== Do this ==
Only the lines from the one containing "Where can the calm" to the end of the material are to be copied, exactly and in full; images stay out.
____ Working data
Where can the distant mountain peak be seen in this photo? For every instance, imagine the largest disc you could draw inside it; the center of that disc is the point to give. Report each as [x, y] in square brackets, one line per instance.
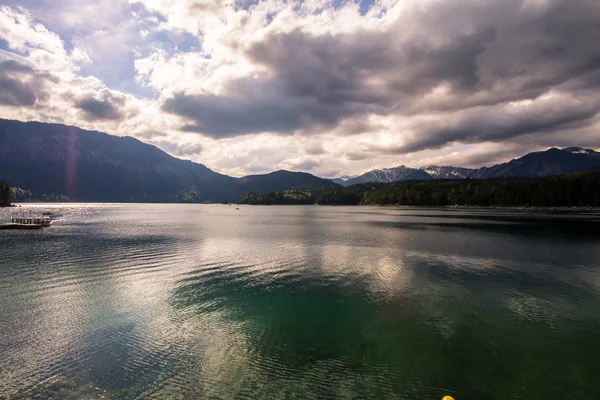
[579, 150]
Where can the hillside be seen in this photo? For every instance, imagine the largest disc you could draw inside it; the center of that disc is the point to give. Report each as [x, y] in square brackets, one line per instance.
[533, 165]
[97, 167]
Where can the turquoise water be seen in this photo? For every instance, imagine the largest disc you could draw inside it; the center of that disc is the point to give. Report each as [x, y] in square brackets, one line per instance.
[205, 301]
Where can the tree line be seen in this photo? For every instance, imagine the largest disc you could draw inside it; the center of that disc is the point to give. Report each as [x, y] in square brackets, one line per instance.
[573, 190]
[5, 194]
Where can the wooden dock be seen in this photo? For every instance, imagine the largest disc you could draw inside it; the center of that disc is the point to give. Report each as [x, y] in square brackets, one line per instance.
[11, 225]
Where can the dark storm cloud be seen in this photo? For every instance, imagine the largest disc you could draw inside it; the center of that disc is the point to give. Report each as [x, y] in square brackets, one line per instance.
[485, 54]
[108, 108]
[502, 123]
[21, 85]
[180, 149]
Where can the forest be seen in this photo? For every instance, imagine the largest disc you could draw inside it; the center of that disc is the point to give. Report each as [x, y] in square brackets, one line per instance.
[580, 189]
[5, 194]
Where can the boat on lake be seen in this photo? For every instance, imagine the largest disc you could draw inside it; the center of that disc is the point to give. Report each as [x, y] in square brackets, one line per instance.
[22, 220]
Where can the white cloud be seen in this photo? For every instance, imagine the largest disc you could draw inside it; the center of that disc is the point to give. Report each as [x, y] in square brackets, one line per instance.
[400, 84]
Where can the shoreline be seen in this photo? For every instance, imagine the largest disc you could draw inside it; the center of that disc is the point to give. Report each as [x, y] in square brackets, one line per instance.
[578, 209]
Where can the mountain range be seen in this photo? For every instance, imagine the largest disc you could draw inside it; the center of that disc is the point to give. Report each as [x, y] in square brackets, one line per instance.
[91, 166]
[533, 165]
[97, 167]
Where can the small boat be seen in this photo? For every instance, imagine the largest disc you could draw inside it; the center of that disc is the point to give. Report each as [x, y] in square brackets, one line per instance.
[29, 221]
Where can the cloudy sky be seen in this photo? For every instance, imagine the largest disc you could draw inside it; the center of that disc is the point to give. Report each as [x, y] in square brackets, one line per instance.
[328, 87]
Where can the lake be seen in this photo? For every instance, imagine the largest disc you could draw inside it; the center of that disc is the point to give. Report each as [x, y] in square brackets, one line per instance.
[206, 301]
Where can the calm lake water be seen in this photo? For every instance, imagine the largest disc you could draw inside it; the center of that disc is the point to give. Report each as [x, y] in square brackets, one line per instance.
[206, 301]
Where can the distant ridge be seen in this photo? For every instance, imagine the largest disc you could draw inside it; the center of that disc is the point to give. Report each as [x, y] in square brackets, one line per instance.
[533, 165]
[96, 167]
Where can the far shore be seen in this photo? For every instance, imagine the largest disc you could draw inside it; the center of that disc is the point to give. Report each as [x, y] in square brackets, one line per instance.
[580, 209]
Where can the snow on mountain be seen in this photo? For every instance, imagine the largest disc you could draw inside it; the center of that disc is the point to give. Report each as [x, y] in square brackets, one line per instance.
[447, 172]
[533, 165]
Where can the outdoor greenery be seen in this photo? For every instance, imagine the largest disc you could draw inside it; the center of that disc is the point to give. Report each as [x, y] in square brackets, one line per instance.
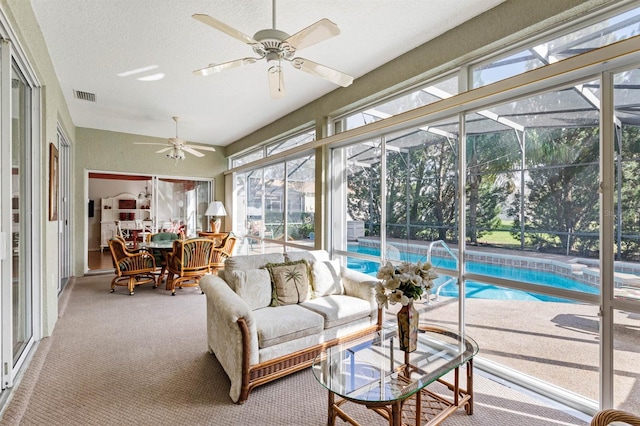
________
== Task result ==
Where can the calm lake water be seen in this photo? For every instance, imagine the largest disc you could draw inside it; the center of that disc is the point to give. Report each as [x, y] in square brackets, one line per instance.
[206, 301]
Where can the distant ridge be seen in this photo? For every instance, imagine the largest disc you could draw inside it; the center of that disc is the point to give. Report each as [x, y] in square brackets, one line per instance.
[533, 165]
[96, 167]
Where can the far shore be seen in this photo? For every instance, imagine the largest disc you could draw inside it; the center of that disc is the point to give. Report each as [x, y] in square brackets, one line per instance.
[580, 209]
Where can the snow on mountain be seen in this photo? For every instance, imagine the largest disc you could draw inside it; the center of that disc is the point to give. Report each as [x, y] in square brackets, one line per instance.
[447, 172]
[533, 165]
Where can the outdoor greenery be seen in this photo? For every instance, imagine the largest disc you could draw inside it; the center of that disc is the point to give. Report each as [x, y] in square brackets, one line per instance.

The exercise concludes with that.